# Records for the task start

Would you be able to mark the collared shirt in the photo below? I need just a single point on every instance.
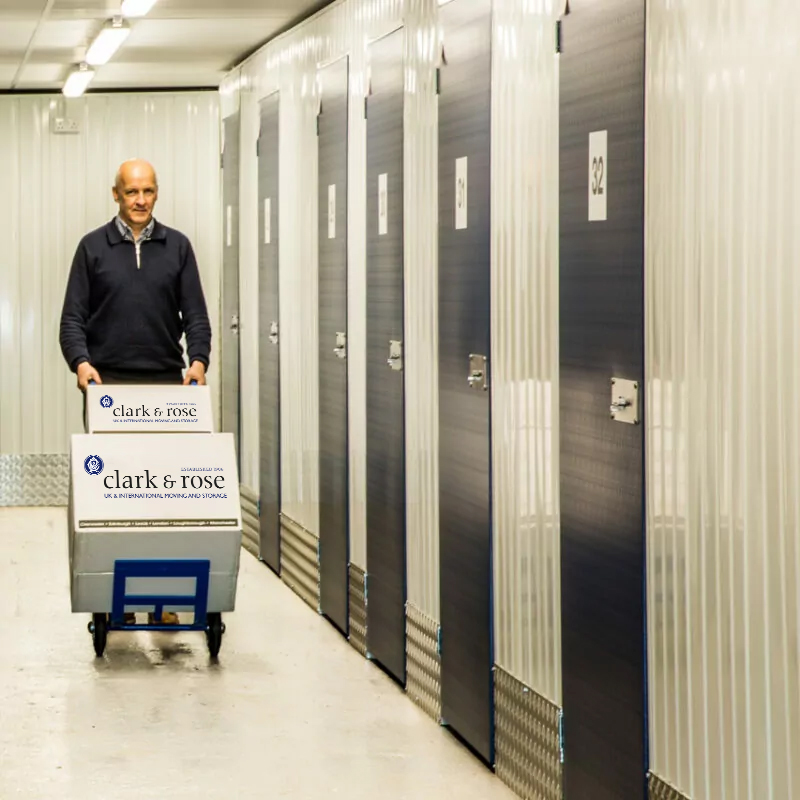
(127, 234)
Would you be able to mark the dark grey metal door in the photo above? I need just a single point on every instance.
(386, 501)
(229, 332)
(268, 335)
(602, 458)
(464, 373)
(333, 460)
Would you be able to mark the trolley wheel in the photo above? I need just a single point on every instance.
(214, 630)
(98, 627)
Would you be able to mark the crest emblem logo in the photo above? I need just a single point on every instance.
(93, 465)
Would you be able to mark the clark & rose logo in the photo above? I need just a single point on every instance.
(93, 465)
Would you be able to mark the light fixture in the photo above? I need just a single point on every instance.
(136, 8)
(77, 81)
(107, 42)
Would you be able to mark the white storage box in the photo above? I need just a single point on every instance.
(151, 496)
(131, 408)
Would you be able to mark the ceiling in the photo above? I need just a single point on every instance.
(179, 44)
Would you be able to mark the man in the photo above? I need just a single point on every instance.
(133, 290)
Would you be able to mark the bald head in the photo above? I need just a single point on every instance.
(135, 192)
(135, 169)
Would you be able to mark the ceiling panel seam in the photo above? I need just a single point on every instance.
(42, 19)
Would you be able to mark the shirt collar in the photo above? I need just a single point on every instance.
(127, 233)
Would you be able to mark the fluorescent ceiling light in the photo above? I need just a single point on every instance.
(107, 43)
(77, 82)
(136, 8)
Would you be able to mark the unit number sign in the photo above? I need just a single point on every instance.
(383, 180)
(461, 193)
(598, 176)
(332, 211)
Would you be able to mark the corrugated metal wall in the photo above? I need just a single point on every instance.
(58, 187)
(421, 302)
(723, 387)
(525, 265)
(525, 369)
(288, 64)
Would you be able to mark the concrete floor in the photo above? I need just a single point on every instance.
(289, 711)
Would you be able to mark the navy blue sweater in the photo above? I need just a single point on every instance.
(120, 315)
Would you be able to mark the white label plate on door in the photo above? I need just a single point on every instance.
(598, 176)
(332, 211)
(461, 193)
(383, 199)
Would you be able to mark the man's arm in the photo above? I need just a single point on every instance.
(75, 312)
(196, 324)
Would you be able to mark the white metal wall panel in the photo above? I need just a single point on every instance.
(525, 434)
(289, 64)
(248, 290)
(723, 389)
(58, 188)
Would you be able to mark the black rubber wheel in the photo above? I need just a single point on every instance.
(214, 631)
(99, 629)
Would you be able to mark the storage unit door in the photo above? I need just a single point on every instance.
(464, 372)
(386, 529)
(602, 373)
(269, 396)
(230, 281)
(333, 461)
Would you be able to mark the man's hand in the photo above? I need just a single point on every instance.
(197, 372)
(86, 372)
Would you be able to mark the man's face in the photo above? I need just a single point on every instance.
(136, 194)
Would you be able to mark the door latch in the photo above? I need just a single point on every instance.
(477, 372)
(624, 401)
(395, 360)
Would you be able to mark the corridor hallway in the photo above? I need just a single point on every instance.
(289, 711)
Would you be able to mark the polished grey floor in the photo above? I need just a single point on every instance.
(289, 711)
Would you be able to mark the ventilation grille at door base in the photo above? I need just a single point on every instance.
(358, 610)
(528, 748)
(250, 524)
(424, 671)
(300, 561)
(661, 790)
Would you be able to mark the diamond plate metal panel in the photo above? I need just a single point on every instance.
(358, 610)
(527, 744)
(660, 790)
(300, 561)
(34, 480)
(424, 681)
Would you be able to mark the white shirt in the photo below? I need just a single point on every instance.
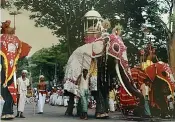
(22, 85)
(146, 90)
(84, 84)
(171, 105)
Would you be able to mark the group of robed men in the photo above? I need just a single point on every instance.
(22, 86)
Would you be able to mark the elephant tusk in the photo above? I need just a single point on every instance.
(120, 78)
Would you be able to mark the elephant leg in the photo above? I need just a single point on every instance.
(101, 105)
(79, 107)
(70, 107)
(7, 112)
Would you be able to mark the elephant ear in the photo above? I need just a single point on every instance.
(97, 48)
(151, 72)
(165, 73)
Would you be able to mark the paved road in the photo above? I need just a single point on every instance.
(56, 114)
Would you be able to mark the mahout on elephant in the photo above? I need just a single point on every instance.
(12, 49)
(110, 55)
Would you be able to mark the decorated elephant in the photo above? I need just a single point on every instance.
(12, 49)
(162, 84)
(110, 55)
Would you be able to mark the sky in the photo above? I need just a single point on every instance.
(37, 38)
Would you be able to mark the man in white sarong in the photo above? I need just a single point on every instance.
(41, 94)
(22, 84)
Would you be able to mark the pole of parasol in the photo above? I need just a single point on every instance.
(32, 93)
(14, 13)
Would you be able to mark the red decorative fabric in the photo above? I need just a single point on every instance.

# Records for the task end

Job
Copy all of the records above line for line, without the pictures.

Correct output
Would you be able to mark the collared shirt in the photo below? I need just a single point on every instance.
(127, 234)
Would you be able to mark the dark grey metal door in the photo above? I need just a single point on every instance.
(386, 501)
(229, 332)
(268, 335)
(602, 458)
(464, 373)
(333, 460)
Would you be able to mark the trolley wheel in the photo above? I need just a single point on every instance.
(214, 630)
(98, 627)
Would you be able to mark the crest emblem logo in the photo above? I need just a single point on every instance.
(93, 465)
Would you be able to mark the clark & rose logo in the photo above? I need just a single point on every instance.
(93, 465)
Would you be able to mark the light fixture in the photo above? I need just a single point on every instance.
(136, 8)
(77, 81)
(107, 42)
Would you be able to mark the white storage box in the photo above? I need just a single point on every instance.
(151, 496)
(131, 408)
Would you be able to mark the ceiling in the photo above? I need just a single point on every instance.
(179, 44)
Would you be able to mark the man in the photo above? I need just a single point on every instance.
(133, 290)
Would you be able to mark the bald head in the photo above? I need just a single point on every instance.
(135, 192)
(135, 169)
Would you be able to mark the ceiling panel seam in the photo above? I need just a single point on every instance.
(42, 19)
Would you be able to mark the shirt collar in the photo above? I need just a single point on every instance.
(127, 233)
Would you be able to mark the fluorescent ceiling light in the photo above? I need just a single point on every instance.
(107, 43)
(77, 82)
(136, 8)
Would you be able to mark the unit number sign in the photo above? I need just a single point on every instance.
(383, 180)
(461, 193)
(598, 176)
(332, 211)
Would you be able to mark the corrugated metal wall in the photo above? I need just a single point on every instance.
(58, 187)
(421, 302)
(723, 387)
(525, 265)
(525, 369)
(288, 64)
Would you be able to mark the concrete floor in the photo above? I need just a single point on every instance.
(289, 711)
Would you be able to mark the navy blue sweater in the photo above? I need just a single point on every instance.
(120, 315)
Would you be able to mark the white label plate on door in the photo above? I need just a single point on every instance.
(598, 176)
(332, 211)
(461, 193)
(383, 199)
Would you be able to mark the man's arm in the photo above? I need just a single point on every instance.
(75, 312)
(196, 324)
Would you be able to mark the white metal wall panel in the photo above? I need just a single point on every instance.
(525, 434)
(289, 64)
(248, 290)
(723, 389)
(58, 188)
Would you be able to mark the black rubber wheel in the photo above? I need just a single point on every instance.
(214, 631)
(99, 629)
Would you be able to mark the storage unit door in the photo above? I need just a single point on every instance.
(464, 372)
(386, 529)
(602, 373)
(269, 396)
(230, 281)
(333, 461)
Would you be able to mark the man's hand in the photo above? I need just a single point on every instance.
(197, 372)
(86, 372)
Would you be able to mark the man's face in the photo above? I need just a single point on every instance.
(136, 194)
Would you be able to mark the door latch in the photo above? I need just a single point on every instance.
(477, 372)
(624, 401)
(395, 360)
Would you be able to mark the corridor hallway in the photo above? I need just a single point on every instance.
(289, 711)
Would you be able to mark the polished grey floor in the photo above? I need just a single point on every instance.
(289, 711)
Would you be able to mark the ventilation grille at door base in the photo above? I need just a single point on every instance.
(358, 610)
(528, 748)
(250, 524)
(424, 671)
(300, 561)
(661, 790)
Would you be able to mark the diamond plate metal panel in the photo above? I need just a single point on every instance.
(358, 610)
(527, 744)
(660, 790)
(300, 561)
(34, 480)
(424, 681)
Would you be able to mark the white shirt in the photo below? I need just a single point on every instance.
(22, 85)
(146, 90)
(84, 84)
(171, 105)
Would you be able to mark the group of robed men in the photo above? I need just a single point on every instance.
(22, 86)
Would you be able to mark the elephant tusk in the photo above? I need just a single point on every instance.
(120, 78)
Would you be able to mark the elephant leg in the photo above? I need just a single point on every instance.
(101, 105)
(79, 107)
(70, 107)
(7, 112)
Would you be able to mark the elephant ear in the photo above? I need just a single point on every instance.
(97, 48)
(151, 72)
(165, 73)
Would you be able to mark the paved road in the photo above? I need just a single point on every instance.
(56, 114)
Would you be able to mark the mahout on elephant in the photo above? I need just a single point on every instance.
(12, 49)
(110, 55)
Would you be able to mark the decorated elephant in the photo above? I need just a single point on every instance.
(12, 49)
(162, 84)
(110, 55)
Would you be able to mark the sky in the photo above? I need just a single point on every instance.
(37, 38)
Would you be able to mark the man in white sarong in the photo above? I need just a single point on every instance.
(41, 94)
(22, 84)
Would you be able to mark the pole of parasol in the photo above? I need just a single point on every instance.
(32, 93)
(14, 13)
Would you be able to mark the red decorative fabric in the photo above? I need just a single point on every instance.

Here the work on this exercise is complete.